- **TO DO**:
Rename "response.boxes" to "result.boxes" in every one of the records below and change nothing else. Omit the pictures from your copy.

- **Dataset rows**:

»»

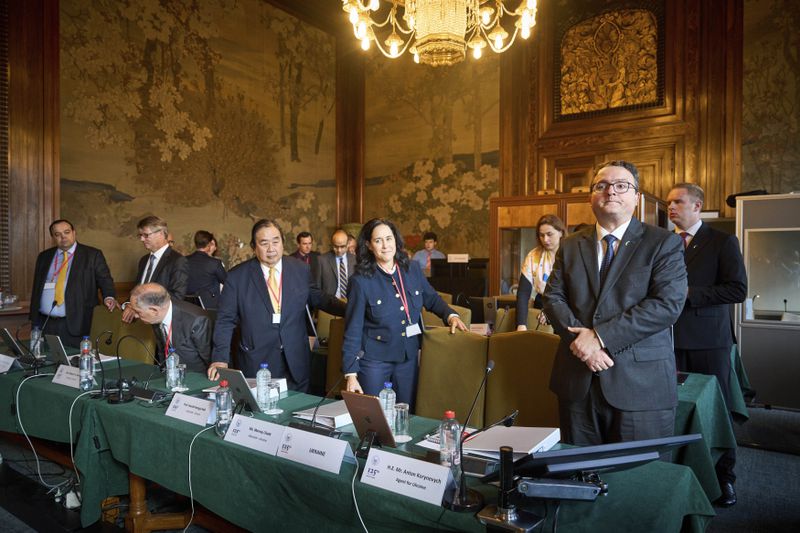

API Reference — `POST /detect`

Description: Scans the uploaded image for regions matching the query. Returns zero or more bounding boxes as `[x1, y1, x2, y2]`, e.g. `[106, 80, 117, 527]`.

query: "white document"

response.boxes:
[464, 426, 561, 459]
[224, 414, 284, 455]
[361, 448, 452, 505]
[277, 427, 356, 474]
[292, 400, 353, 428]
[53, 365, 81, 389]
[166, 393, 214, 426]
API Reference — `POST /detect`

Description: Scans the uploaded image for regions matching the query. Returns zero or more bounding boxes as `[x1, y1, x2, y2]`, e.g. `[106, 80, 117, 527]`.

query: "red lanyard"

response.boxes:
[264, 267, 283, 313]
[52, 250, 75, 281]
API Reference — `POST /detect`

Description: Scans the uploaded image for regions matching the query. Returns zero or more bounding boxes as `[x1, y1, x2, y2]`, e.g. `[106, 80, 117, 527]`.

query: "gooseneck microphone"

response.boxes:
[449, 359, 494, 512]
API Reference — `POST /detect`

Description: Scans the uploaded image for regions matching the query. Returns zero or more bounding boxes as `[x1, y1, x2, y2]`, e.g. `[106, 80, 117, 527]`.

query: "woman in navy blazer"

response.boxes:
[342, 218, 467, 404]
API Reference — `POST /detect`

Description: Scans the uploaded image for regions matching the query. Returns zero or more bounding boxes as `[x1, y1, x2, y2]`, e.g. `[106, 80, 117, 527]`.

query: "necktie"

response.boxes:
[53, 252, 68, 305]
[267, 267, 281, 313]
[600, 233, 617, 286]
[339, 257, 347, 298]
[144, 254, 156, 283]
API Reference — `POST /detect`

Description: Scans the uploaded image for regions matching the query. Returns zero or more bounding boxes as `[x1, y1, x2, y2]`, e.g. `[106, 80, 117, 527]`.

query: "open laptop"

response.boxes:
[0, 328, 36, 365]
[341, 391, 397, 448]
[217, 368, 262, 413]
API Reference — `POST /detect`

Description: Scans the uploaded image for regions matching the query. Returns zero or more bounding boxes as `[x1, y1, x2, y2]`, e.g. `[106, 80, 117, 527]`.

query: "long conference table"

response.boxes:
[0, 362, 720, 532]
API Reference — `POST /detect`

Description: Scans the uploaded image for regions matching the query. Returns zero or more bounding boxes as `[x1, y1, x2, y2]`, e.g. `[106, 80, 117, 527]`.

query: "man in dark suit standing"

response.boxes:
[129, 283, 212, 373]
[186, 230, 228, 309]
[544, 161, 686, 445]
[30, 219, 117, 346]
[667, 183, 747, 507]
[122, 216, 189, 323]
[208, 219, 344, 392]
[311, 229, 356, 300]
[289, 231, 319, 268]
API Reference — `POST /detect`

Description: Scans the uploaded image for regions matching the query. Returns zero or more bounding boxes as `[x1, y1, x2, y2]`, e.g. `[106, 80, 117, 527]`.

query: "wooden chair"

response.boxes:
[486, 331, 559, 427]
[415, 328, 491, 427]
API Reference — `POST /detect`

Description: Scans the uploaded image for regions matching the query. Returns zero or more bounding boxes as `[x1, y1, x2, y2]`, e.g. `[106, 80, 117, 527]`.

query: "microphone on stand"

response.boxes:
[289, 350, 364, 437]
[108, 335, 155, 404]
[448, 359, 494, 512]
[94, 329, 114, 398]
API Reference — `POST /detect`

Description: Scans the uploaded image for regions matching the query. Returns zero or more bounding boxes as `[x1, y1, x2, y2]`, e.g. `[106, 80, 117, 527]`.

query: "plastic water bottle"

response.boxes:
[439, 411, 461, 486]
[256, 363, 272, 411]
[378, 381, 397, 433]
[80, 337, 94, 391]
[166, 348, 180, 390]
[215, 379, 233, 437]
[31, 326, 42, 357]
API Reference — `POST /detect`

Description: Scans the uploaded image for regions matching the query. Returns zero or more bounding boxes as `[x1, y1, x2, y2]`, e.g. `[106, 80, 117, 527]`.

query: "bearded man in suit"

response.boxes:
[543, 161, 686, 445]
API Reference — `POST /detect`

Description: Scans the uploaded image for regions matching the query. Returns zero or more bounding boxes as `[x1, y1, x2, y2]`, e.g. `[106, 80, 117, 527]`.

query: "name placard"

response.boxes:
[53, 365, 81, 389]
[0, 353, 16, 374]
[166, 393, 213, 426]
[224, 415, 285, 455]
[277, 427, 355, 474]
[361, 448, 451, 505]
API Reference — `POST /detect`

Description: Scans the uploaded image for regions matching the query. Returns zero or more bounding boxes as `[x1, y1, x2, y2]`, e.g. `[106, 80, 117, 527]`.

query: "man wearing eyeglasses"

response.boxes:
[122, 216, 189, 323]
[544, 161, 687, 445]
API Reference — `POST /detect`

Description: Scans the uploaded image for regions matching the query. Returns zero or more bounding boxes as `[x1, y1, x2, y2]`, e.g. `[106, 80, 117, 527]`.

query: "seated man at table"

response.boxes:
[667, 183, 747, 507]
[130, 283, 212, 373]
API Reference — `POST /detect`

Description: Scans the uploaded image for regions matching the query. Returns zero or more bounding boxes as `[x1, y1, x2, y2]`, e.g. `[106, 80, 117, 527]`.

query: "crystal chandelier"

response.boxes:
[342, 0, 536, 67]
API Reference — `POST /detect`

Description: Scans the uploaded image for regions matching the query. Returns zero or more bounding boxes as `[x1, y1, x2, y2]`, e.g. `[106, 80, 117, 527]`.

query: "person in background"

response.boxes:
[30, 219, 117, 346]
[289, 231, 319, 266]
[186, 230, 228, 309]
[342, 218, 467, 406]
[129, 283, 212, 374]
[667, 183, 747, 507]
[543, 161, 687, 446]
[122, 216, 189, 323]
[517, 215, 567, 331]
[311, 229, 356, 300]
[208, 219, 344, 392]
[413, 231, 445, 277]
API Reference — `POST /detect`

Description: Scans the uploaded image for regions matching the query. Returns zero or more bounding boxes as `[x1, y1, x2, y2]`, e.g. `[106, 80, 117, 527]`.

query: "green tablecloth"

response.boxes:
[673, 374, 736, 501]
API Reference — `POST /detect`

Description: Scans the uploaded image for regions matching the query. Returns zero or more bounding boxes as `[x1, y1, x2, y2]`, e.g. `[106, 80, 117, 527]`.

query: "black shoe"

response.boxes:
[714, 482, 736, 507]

««

- **RIGHT ANSWER**:
API Reference — `POST /detect`

Description: Scans the uploaded image for regions matching the query. Returns zero or more bounding boxes as `[x1, y1, x2, y2]`, e.g. `[106, 80, 117, 527]`.

query: "white document"

result.boxes:
[464, 426, 561, 459]
[224, 414, 284, 455]
[361, 448, 452, 505]
[277, 427, 356, 474]
[292, 400, 353, 428]
[53, 365, 81, 389]
[166, 393, 214, 426]
API Reference — `POST /detect`

Description: Scans the uploaded image for regions matching the query. Returns zero or more bounding boxes as `[x1, y1, x2, y2]`, e.g. `[106, 80, 117, 527]`.

query: "red lanyard"

result.boxes:
[264, 267, 283, 313]
[52, 250, 75, 281]
API Reference — `POST /detect`

Description: Scans the uploaded image for regions matching the query. Returns zero or more bounding boxes as `[x1, y1, x2, y2]`, e.g. `[106, 80, 117, 527]`.

query: "gooseneck microphone"

result.boxes:
[449, 359, 494, 512]
API Reference — `POST /detect`

Description: Scans the uploaded image for regions matching the query. Returns zero or more bounding boxes as `[x1, y1, x2, y2]`, e.g. `[106, 80, 117, 527]`.

query: "woman in navy blazer"

result.boxes:
[342, 218, 467, 404]
API Reference — `POST /detect`

Description: Scans the uploaded image for regions matching the query. Returns zero or more bounding boxes as `[x1, y1, x2, y2]`, e.g. `[106, 80, 117, 527]`.

query: "necktie"

result.boxes:
[53, 252, 68, 305]
[267, 267, 281, 313]
[600, 233, 617, 286]
[339, 257, 347, 298]
[144, 254, 156, 283]
API Reference — `POST /detect`

Description: Scans the uploaded image for regions matching the query. Returns zero or more bounding boxes as `[x1, y1, x2, y2]`, e.g. `[106, 80, 117, 527]`.

query: "open laptop"

result.boxes:
[0, 328, 36, 365]
[341, 391, 397, 448]
[217, 368, 262, 413]
API Reference — `POST /detect`

Description: Scans the uploaded image for regions matching the query. Returns zero or more bounding boxes as `[x1, y1, x2, y2]`, e.g. `[106, 80, 117, 527]`.

query: "long conference table"

result.boxes:
[0, 362, 720, 532]
API Reference — `POST /detect`

Description: Scans the uploaded image for regions matching the query. Returns zero or more bounding boxes as `[x1, y1, x2, y2]`, e.g. `[106, 80, 117, 527]`.

query: "man in dark suit standing"

result.boxes:
[129, 283, 212, 373]
[186, 230, 228, 309]
[544, 161, 686, 445]
[30, 219, 117, 346]
[667, 183, 747, 507]
[122, 216, 189, 323]
[208, 219, 344, 392]
[311, 229, 356, 300]
[289, 231, 319, 268]
API Reference — `POST /detect`

Description: Scans the uploaded image for regions matching the query. Returns zero or more bounding boxes as `[x1, y1, x2, y2]`, e.g. `[106, 80, 117, 527]`.

query: "wooden chair"

result.boxes:
[486, 331, 559, 427]
[415, 328, 491, 427]
API Reference — `POST /detect`

Description: Scans the uploaded image for regions matching the query. Returns zero or more bounding boxes as `[x1, y1, x2, y2]`, e.g. `[106, 80, 117, 527]`.

query: "microphone on stand"

result.boxes:
[289, 350, 364, 437]
[108, 335, 155, 404]
[448, 359, 494, 512]
[94, 329, 114, 398]
API Reference — `POST /detect`

Description: Scans the uploaded image for regions matching the query. Returns zero or more bounding boxes as `[x1, y1, x2, y2]`, e.g. `[106, 80, 117, 527]`.

query: "plastic water bottle"

result.boxes:
[439, 411, 461, 486]
[256, 363, 272, 411]
[378, 381, 397, 433]
[80, 337, 94, 391]
[166, 348, 180, 390]
[215, 379, 233, 437]
[31, 326, 42, 357]
API Reference — `POST /detect`

Description: Scans the uploaded image for regions matching the query. Returns zero or more bounding boxes as `[x1, y1, x2, y2]`, e.g. `[106, 80, 117, 527]`.

query: "bearded man in suit"

result.boxes:
[543, 161, 686, 445]
API Reference — `POST /detect`

Description: Scans the uploaded image for regions matching the query. Returns zero or more bounding boxes as `[x1, y1, x2, y2]`, e.g. `[106, 80, 117, 527]`.

query: "name placard"

result.boxes:
[53, 365, 81, 389]
[0, 353, 16, 374]
[166, 393, 213, 426]
[224, 415, 285, 455]
[277, 427, 355, 474]
[361, 448, 451, 505]
API Reference — `POST /detect`

Description: Scans the uploaded image for regions matching the query. Returns zero or more bounding boxes as `[x1, y1, x2, y2]`, e.g. `[106, 80, 117, 527]`.

query: "man wearing eyeglasses"

result.boxes:
[122, 216, 189, 323]
[544, 161, 687, 445]
API Reference — `POST /detect`

Description: Scans the uploaded image for regions matching the query. Returns zero or more bounding boxes as `[x1, y1, x2, y2]`, e.g. `[106, 80, 117, 527]`.

query: "seated man at table"

result.boxes:
[667, 183, 747, 507]
[130, 283, 212, 373]
API Reference — `POST /detect`

Description: Scans the uploaded image for regions matching the query. Returns zero or more bounding boxes as `[x1, y1, x2, y2]`, e.g. `[106, 80, 117, 527]`.

query: "crystal chandelier"

result.boxes:
[342, 0, 536, 67]
API Reference — `POST /detect`

Description: Scans the uploaded image for regions matching the query. Returns zero or more bounding boxes as `[x1, y1, x2, y2]`, e.g. `[106, 80, 117, 527]`.

query: "person in background"

result.boxes:
[30, 219, 117, 346]
[289, 231, 319, 266]
[186, 230, 228, 309]
[342, 218, 467, 406]
[129, 283, 212, 374]
[667, 183, 747, 507]
[543, 161, 687, 446]
[122, 216, 189, 323]
[517, 215, 567, 331]
[311, 229, 356, 300]
[208, 219, 344, 392]
[413, 231, 445, 277]
API Reference — `POST /detect`

Description: Scans the uploaded image for regions matching the query. Returns zero or more bounding boxes as `[x1, y1, x2, y2]`, e.g. `[106, 80, 117, 527]`.

query: "green tablecloth"

result.boxes:
[673, 374, 736, 501]
API Reference — `POST /detect`

Description: Scans the uploaded image for regions matching the query. Returns zero or more bounding boxes as `[x1, y1, x2, y2]`, e.g. `[106, 80, 117, 527]`.

query: "black shoe"

result.boxes:
[714, 482, 736, 507]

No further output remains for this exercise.